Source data
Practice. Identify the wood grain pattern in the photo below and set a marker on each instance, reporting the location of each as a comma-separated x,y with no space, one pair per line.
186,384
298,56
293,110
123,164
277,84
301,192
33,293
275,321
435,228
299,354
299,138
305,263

• [Exercise directions]
Write out every line of the entries above without changing a single character.

• [Exercise result]
Practice. Identify the wood grain pattern in the photo below and set a marker on each instance, reporting the location of each as a comma-separated x,y with no space, one pair per line.
186,384
298,56
293,110
123,164
277,84
301,192
33,293
275,321
435,228
299,354
299,138
305,263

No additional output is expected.